● **Parts of the exercise**:
1. In the forum thread, which diff is apparently causing the issue?
2. Copy the forum thread word for word, beginning at the words "There are also" and stopping after "what happens tomorrow.".

● **Quoted text**:

My advice is don't so engine mounts and hubs at the same time. Take a spin after doing one, then do the other. This way, if the problem is fixed, you know the solution.
I think that's what these ones are.
Had a look at the AVM hubs, but they looked a bit too complicated and too many parts.
Attachment 40572
I probably didn't mention it clearly, my bad, but mounts are tomorrow, hubs over weekend.
I'm not too fussed about the hubs, but fingers crossed for tomorrow.
Cheers
Evo
Well done on persevering with the problem evo, let's hope the engine mounts sort the problem.
I would highly recommend using genuine mounts over aftermarket. They just seem to be built better and last longer.
Ok...
So went in and waited while the mounts were done.
All good, they showed me the old mounts... Was definitely time to replace them...
Definitely idled smoother.
Then for the drive home.
Got it up to speed...
STILL HAVE THE ISSUE!!!
So dark and blood boiling.
Came home, ripped the auto hubs off, checked, test fitted, greased, assembled, tested again.
Went for a drive...
STILL F#%&ING THERE!!!
Went back to the where I got the mounts done, and they got their ex-Nissan mechanic to take it for a drive.
Comes back...
"I think it's your diff..."
...
...
...
Evo
Sounds like they needed doing anyway, and it is better to have good engine mounts than have broken ones......now onto the next challenge
I'm presuming they're talking front diff?
Apparently rear diff...
Evo
May have found something.
Are the centres from utes the same?
Cheers,
Evo
Yes.
I have tried to suggest this earlier but you didn't seem to acknowledge it. Remove the rear shaft and take it for a drive as this will eliminate nearly half the vehicle. Are you 100% sure your tail shaft isn't touching when driving? Get a paint pen or some spray paint and paint the earlier mark and go for a drive if no marks in paint when you get back the that's 100% ruled out.
There are also some seals on the inner side of your front wheel this area could be dry or full of crud and possibly causing an issue. Wouldn't hurt to remove and inspect at least.
I did acknowledge and reply when you suggested to remove the shaft.
The unis, slip joint and balance was checked when it was taken out.
I haven't had the patience to check the shaft again, see what happens tomorrow.
Don't have any spray paint, or paint pens, was thinking of using some packing tape and wrap the section of shaft right over the crossmember.

● **Material**:
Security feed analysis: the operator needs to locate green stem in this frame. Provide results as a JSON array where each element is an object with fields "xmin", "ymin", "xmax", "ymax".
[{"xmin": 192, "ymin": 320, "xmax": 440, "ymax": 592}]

● **Solution set**:
1. The rear diff.

2.
There are also some seals on the inner side of your front wheel this area could be dry or full of crud and possibly causing an issue. Wouldn't hurt to remove and inspect at least.
I did acknowledge and reply when you suggested to remove the shaft.
The unis, slip joint and balance was checked when it was taken out.
I haven't had the patience to check the shaft again, see what happens tomorrow.